## AUFGABE:
Extrahiere sämtliche Zeilen aus allen Datensätzen in unveränderter Form. Die Bilder lässt du dabei weg.

## VORLIEGENDE DATEN:
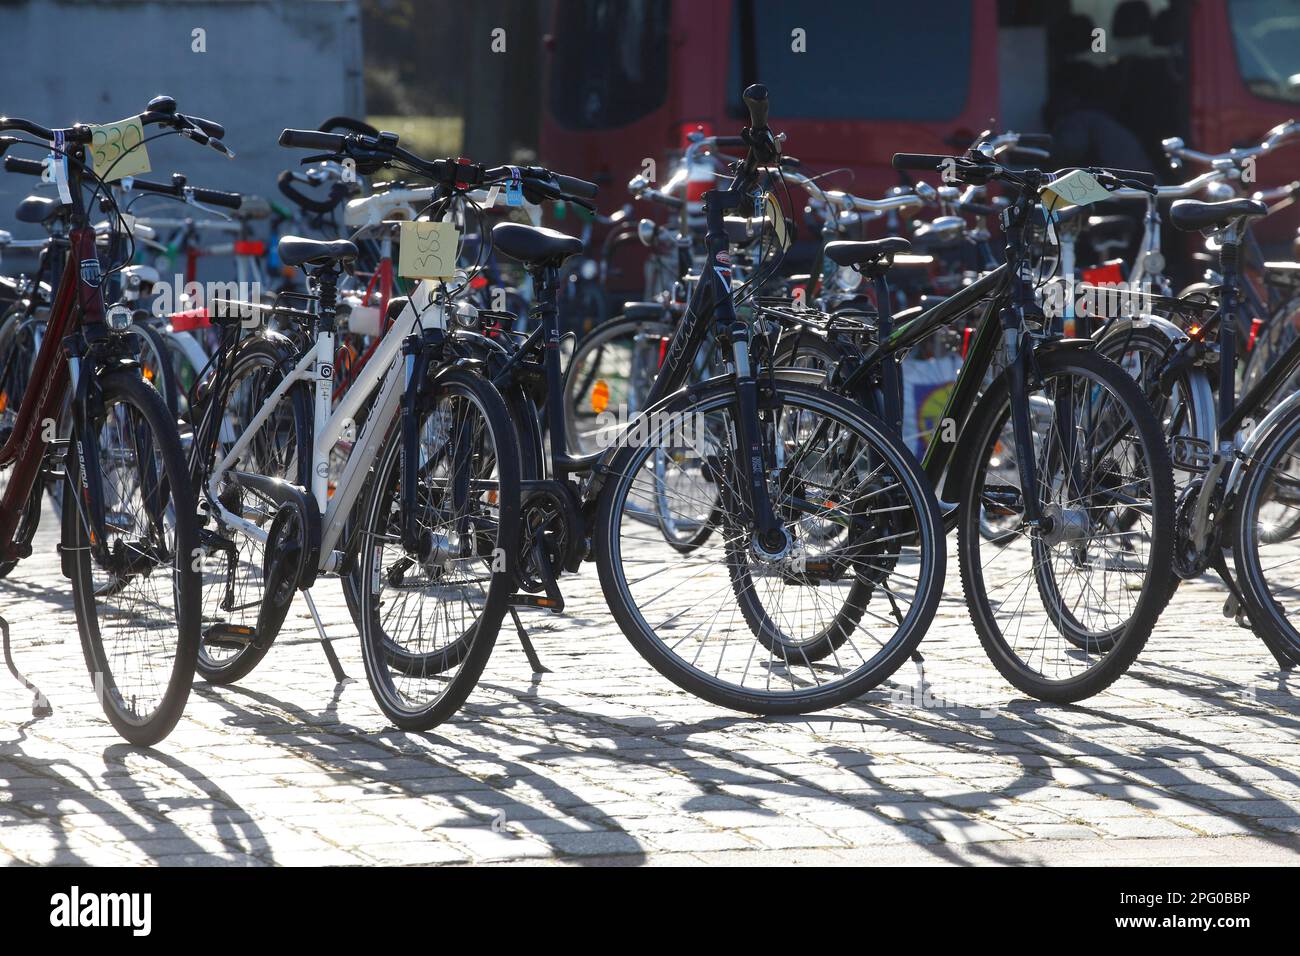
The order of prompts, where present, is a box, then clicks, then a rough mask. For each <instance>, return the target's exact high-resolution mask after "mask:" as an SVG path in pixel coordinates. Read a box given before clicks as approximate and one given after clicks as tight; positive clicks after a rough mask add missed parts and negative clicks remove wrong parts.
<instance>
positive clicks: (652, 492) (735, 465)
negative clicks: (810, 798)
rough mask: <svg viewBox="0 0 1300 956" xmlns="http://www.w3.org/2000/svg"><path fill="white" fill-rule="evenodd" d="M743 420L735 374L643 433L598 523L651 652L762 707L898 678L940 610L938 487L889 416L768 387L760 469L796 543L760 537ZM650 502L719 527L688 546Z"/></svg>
mask: <svg viewBox="0 0 1300 956" xmlns="http://www.w3.org/2000/svg"><path fill="white" fill-rule="evenodd" d="M738 414H740V411H738V405H737V395H736V389H735V385H733V384H732V382H731V381H727V382H719V384H715V385H714V386H711V388H706V389H703V390H702V393H701V394H699V397H698V398H694V399H693V398H689V397H688V395H686V394H685V393H682V394H680V395H677V397H675V398H673V399H672V401H671V402H668V403H667V405H664V406H663V407H662V408H660V410H659V411H656V412H655V414H653V415H650V416H649V419H647V420H646V421H645V423H643V427H642V428H640V429H636V428H634V429H632V432H629V441H628V444H627V445H625V446H624V447H621V449H620V450H619V451H617V453H616V454H615V457H614V458H612V459H611V462H610V473H608V475H607V476H606V479H604V480H606V483H607V484H606V485H604V486H603V489H602V493H601V503H599V512H598V516H597V523H595V529H594V540H593V544H594V546H595V558H597V566H598V568H599V575H601V585H602V589H603V591H604V594H606V598H607V601H608V604H610V609H611V611H612V613H614V617H615V619H616V620H617V622H619V626H620V627H621V628H623V632H624V635H627V637H628V640H629V641H630V643H632V645H633V646H634V648H636V649H637V652H640V653H641V656H642V657H645V658H646V659H647V661H649V662H650V663H651V665H653V666H654V667H655V669H656V670H658V671H659V672H660V674H663V675H664V676H666V678H668V679H669V680H672V682H673V683H676V684H677V685H679V687H681V688H684V689H686V691H689V692H692V693H694V695H698V696H699V697H703V698H705V700H707V701H711V702H714V704H719V705H722V706H725V708H732V709H735V710H744V711H749V713H755V714H797V713H807V711H811V710H820V709H824V708H829V706H835V705H837V704H842V702H845V701H848V700H852V698H854V697H858V696H861V695H862V693H865V692H866V691H868V689H871V688H874V687H876V685H878V684H880V683H881V682H883V680H885V679H887V678H888V676H889V675H891V674H893V672H894V670H897V667H898V666H900V665H901V663H902V662H904V661H906V659H907V657H909V656H910V654H911V653H913V652H914V650H915V648H917V645H918V644H919V643H920V639H922V636H923V635H924V632H926V628H927V627H928V626H930V622H931V620H932V618H933V614H935V610H936V607H937V605H939V598H940V592H941V591H943V583H944V545H943V540H944V538H943V531H941V525H940V519H939V509H937V505H936V502H935V497H933V493H932V490H931V489H930V485H928V483H927V481H926V480H924V477H923V476H922V475H920V473H919V471H918V467H917V464H915V460H914V459H913V457H911V454H910V453H909V451H907V449H906V447H905V446H904V445H902V444H901V442H900V441H898V440H897V438H896V437H894V436H893V434H892V433H891V432H889V431H888V428H887V427H885V425H884V424H883V423H881V421H879V419H876V418H874V416H872V415H870V414H868V412H866V411H863V410H862V408H861V407H858V406H855V405H852V403H849V402H846V401H844V399H841V398H839V397H836V395H832V394H831V393H828V392H826V390H823V389H815V388H809V386H805V385H797V384H792V382H784V381H777V382H776V384H775V385H772V386H771V388H767V384H766V381H764V384H763V388H762V389H761V393H759V421H758V429H759V437H761V446H762V454H761V460H759V462H755V466H757V467H759V468H761V470H762V475H763V477H764V479H766V485H767V493H768V497H770V501H771V503H772V509H774V511H775V514H776V515H777V518H779V520H780V525H781V536H783V537H784V542H783V544H781V545H780V546H779V548H777V549H776V550H775V551H774V550H772V549H771V548H768V546H763V548H759V546H757V544H755V536H754V532H753V520H751V511H750V493H749V486H748V484H746V481H744V480H742V479H741V476H740V467H738V464H737V463H738V462H741V460H748V459H749V457H750V451H751V450H750V449H737V447H735V442H736V434H737V424H738V421H737V416H738ZM666 463H667V466H668V467H667V471H666V470H664V464H666ZM647 501H656V502H667V505H668V506H669V507H671V510H672V511H673V512H675V514H680V515H682V518H684V520H699V519H701V516H703V515H708V514H711V512H715V511H716V516H715V518H711V519H710V520H712V522H715V523H716V528H715V533H714V535H712V536H711V537H710V538H708V540H707V541H706V542H703V544H702V545H701V546H699V548H697V549H695V550H693V551H690V553H689V554H682V553H681V551H680V549H677V548H675V546H673V545H672V542H671V541H668V540H666V538H664V536H663V533H662V531H660V529H659V522H658V520H656V516H655V514H654V510H653V509H649V507H647V506H646V502H647ZM647 512H649V515H647Z"/></svg>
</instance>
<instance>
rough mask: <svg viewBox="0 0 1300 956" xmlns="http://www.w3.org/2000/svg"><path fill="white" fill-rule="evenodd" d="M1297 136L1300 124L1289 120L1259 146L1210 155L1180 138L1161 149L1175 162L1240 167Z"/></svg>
mask: <svg viewBox="0 0 1300 956" xmlns="http://www.w3.org/2000/svg"><path fill="white" fill-rule="evenodd" d="M1296 134H1300V122H1297V121H1295V120H1287V121H1286V122H1279V124H1278V125H1277V126H1274V127H1273V129H1271V130H1269V131H1268V133H1266V134H1265V137H1264V139H1262V140H1261V142H1260V143H1258V146H1245V147H1234V148H1231V150H1229V151H1226V152H1219V153H1209V152H1201V151H1200V150H1192V148H1190V147H1188V146H1187V144H1186V143H1183V140H1182V138H1180V137H1170V138H1169V139H1165V140H1162V142H1161V148H1162V150H1164V151H1165V155H1166V156H1169V157H1170V160H1175V161H1177V160H1187V161H1188V163H1199V164H1201V165H1205V166H1212V165H1214V164H1216V163H1231V164H1234V165H1239V164H1242V163H1244V161H1245V160H1248V159H1252V157H1255V156H1262V155H1264V153H1266V152H1270V151H1271V150H1275V148H1277V147H1279V146H1283V144H1284V143H1287V142H1288V140H1291V139H1292V138H1294V137H1295V135H1296ZM1175 165H1177V163H1175Z"/></svg>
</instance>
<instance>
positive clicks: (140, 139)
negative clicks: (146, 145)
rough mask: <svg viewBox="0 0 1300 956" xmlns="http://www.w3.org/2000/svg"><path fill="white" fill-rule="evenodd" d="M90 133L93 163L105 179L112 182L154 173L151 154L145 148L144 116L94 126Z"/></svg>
mask: <svg viewBox="0 0 1300 956" xmlns="http://www.w3.org/2000/svg"><path fill="white" fill-rule="evenodd" d="M90 133H91V139H90V157H91V166H92V168H94V169H95V174H96V176H99V177H100V178H101V179H105V181H108V182H112V181H114V179H121V178H125V177H127V176H139V174H140V173H147V172H149V153H148V151H147V150H146V148H144V126H143V125H142V124H140V117H138V116H133V117H130V118H127V120H120V121H118V122H110V124H107V125H104V126H91V127H90Z"/></svg>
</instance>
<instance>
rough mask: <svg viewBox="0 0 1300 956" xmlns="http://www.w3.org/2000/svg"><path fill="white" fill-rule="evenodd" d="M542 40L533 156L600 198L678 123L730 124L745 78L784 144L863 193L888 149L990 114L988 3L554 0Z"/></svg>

## LÖSUNG:
The order of prompts, where present, is a box, then clicks, then a rough mask. For each <instance>, return the target's exact high-resolution mask after "mask:" as an SVG path in pixel coordinates. Read a box given before clicks as approximate and one given after clicks as tight; positive clicks after a rough mask add missed parts and negative clicks remove wrong parts.
<instance>
positive clicks: (652, 492) (735, 465)
negative clicks: (810, 798)
rough mask: <svg viewBox="0 0 1300 956" xmlns="http://www.w3.org/2000/svg"><path fill="white" fill-rule="evenodd" d="M743 420L735 374L643 433L598 523L651 652L762 707L898 678L940 610L938 487L889 416L768 387L760 469L796 543L760 537ZM650 502L719 527L688 546Z"/></svg>
mask: <svg viewBox="0 0 1300 956" xmlns="http://www.w3.org/2000/svg"><path fill="white" fill-rule="evenodd" d="M738 414H740V411H738V405H737V395H736V389H735V385H733V384H732V382H731V381H727V382H719V384H715V385H714V386H711V388H706V389H703V390H702V393H701V394H699V397H698V398H694V399H693V398H689V397H688V395H686V394H685V393H682V394H680V395H677V397H675V398H673V399H672V401H671V402H668V403H667V405H664V406H663V407H662V408H660V410H659V411H656V412H655V414H653V415H650V416H649V419H647V420H646V421H645V423H643V427H642V428H640V429H636V428H634V429H632V432H629V441H628V444H627V445H625V446H624V447H621V449H620V450H619V451H617V453H616V454H615V457H614V458H612V459H611V462H610V473H608V475H607V476H606V479H604V480H606V483H607V484H606V485H604V486H603V489H602V493H601V503H599V512H598V516H597V523H595V529H594V540H593V544H594V546H595V558H597V566H598V568H599V575H601V585H602V589H603V591H604V594H606V598H607V601H608V604H610V609H611V611H612V613H614V617H615V619H616V620H617V622H619V626H620V627H621V628H623V632H624V635H627V637H628V640H629V641H630V643H632V645H633V646H634V648H636V649H637V652H640V653H641V656H642V657H645V658H646V659H647V661H649V662H650V663H651V665H653V666H654V667H655V669H656V670H658V671H659V672H660V674H663V675H664V676H666V678H668V679H669V680H672V682H673V683H676V684H677V685H679V687H681V688H684V689H686V691H689V692H692V693H694V695H698V696H699V697H703V698H705V700H707V701H711V702H714V704H719V705H722V706H725V708H732V709H735V710H744V711H749V713H755V714H797V713H807V711H811V710H820V709H824V708H829V706H835V705H837V704H842V702H845V701H848V700H852V698H854V697H858V696H861V695H862V693H865V692H866V691H868V689H871V688H874V687H876V685H878V684H880V683H881V682H883V680H885V679H887V678H888V676H889V675H891V674H893V672H894V670H897V667H898V666H900V665H901V663H902V662H904V661H906V659H907V657H909V656H910V654H911V653H913V652H914V650H915V648H917V645H918V644H919V643H920V639H922V636H923V635H924V632H926V628H927V627H928V626H930V622H931V620H932V618H933V614H935V610H936V607H937V605H939V598H940V592H941V591H943V583H944V545H943V540H944V538H943V531H941V525H940V519H939V509H937V505H936V502H935V497H933V493H932V490H931V489H930V485H928V483H927V481H926V480H924V477H923V476H922V475H920V473H919V471H918V467H917V464H915V460H914V459H913V457H911V454H910V453H909V451H907V449H906V447H905V446H904V445H902V444H901V442H900V441H898V440H897V438H896V437H894V436H893V434H892V433H891V432H889V431H888V428H887V427H885V425H884V424H883V423H881V421H879V419H876V418H874V416H872V415H870V414H868V412H866V411H863V410H862V408H861V407H858V406H855V405H852V403H849V402H846V401H844V399H841V398H839V397H836V395H832V394H831V393H828V392H826V390H823V389H815V388H809V386H805V385H797V384H792V382H784V381H777V382H776V384H775V385H772V386H771V388H767V384H766V381H764V384H763V388H762V389H761V393H759V421H758V429H759V437H761V446H762V454H761V460H759V462H755V466H757V467H759V468H761V470H762V475H763V477H764V479H766V485H767V493H768V497H770V501H771V503H772V509H774V511H775V514H776V515H777V518H779V520H780V525H781V536H783V537H784V542H783V544H781V545H780V546H779V548H777V549H776V550H775V551H774V550H772V549H771V548H768V546H763V548H759V546H757V544H755V536H754V532H753V520H751V511H750V493H749V486H748V484H746V481H744V480H742V479H741V476H740V467H738V464H737V463H738V462H741V460H748V459H749V457H750V451H751V450H750V449H737V447H735V442H736V434H737V424H738V421H737V416H738ZM666 463H667V466H668V467H667V471H666V470H664V464H666ZM647 501H656V502H667V505H668V506H669V507H671V510H672V511H673V512H675V514H680V515H682V518H684V520H699V519H701V516H703V515H708V514H711V512H715V511H716V516H715V518H711V519H710V520H712V522H715V523H716V528H715V533H714V535H712V536H711V537H710V538H708V540H707V541H706V542H703V544H702V545H701V546H699V548H697V549H695V550H693V551H690V553H689V554H682V553H681V551H680V549H677V548H675V546H673V545H672V542H671V541H668V540H666V538H664V536H663V533H662V531H660V529H659V522H658V520H656V516H655V514H654V510H653V509H649V507H647V506H646V502H647ZM647 512H649V515H647Z"/></svg>
</instance>
<instance>
rough mask: <svg viewBox="0 0 1300 956" xmlns="http://www.w3.org/2000/svg"><path fill="white" fill-rule="evenodd" d="M1297 136L1300 124L1289 120L1259 146L1210 155L1180 138L1161 149L1175 162L1240 167Z"/></svg>
mask: <svg viewBox="0 0 1300 956" xmlns="http://www.w3.org/2000/svg"><path fill="white" fill-rule="evenodd" d="M1296 134H1300V122H1297V121H1295V120H1287V121H1286V122H1279V124H1278V125H1277V126H1274V127H1273V129H1271V130H1269V131H1268V133H1266V134H1265V137H1264V139H1262V140H1261V142H1260V143H1258V146H1245V147H1234V148H1231V150H1229V151H1226V152H1219V153H1209V152H1201V151H1200V150H1192V148H1190V147H1188V146H1187V144H1186V143H1183V140H1182V138H1180V137H1170V138H1169V139H1165V140H1162V142H1161V148H1162V150H1164V151H1165V155H1166V156H1169V157H1170V160H1175V161H1177V160H1187V161H1188V163H1199V164H1201V165H1205V166H1212V165H1214V164H1216V163H1231V164H1234V165H1239V164H1242V163H1244V161H1245V160H1248V159H1252V157H1255V156H1262V155H1264V153H1266V152H1270V151H1271V150H1275V148H1277V147H1279V146H1283V144H1284V143H1287V142H1288V140H1291V139H1292V138H1294V137H1295V135H1296ZM1175 165H1177V163H1175Z"/></svg>
</instance>
<instance>
positive clicks: (140, 139)
negative clicks: (146, 145)
rough mask: <svg viewBox="0 0 1300 956" xmlns="http://www.w3.org/2000/svg"><path fill="white" fill-rule="evenodd" d="M90 133L93 163L105 179L112 182L154 173L151 154L145 148L144 116L94 126Z"/></svg>
mask: <svg viewBox="0 0 1300 956" xmlns="http://www.w3.org/2000/svg"><path fill="white" fill-rule="evenodd" d="M90 133H91V139H90V157H91V166H92V168H94V169H95V174H96V176H99V177H100V178H101V179H105V181H108V182H112V181H114V179H121V178H125V177H127V176H139V174H140V173H147V172H149V153H148V151H147V150H146V148H144V126H143V125H142V124H140V117H138V116H133V117H130V118H127V120H120V121H118V122H110V124H107V125H104V126H91V127H90Z"/></svg>
</instance>
<instance>
rough mask: <svg viewBox="0 0 1300 956" xmlns="http://www.w3.org/2000/svg"><path fill="white" fill-rule="evenodd" d="M542 40L533 156L600 198L678 123L730 124L745 78L784 144L863 193L888 149L990 114L988 3L554 0Z"/></svg>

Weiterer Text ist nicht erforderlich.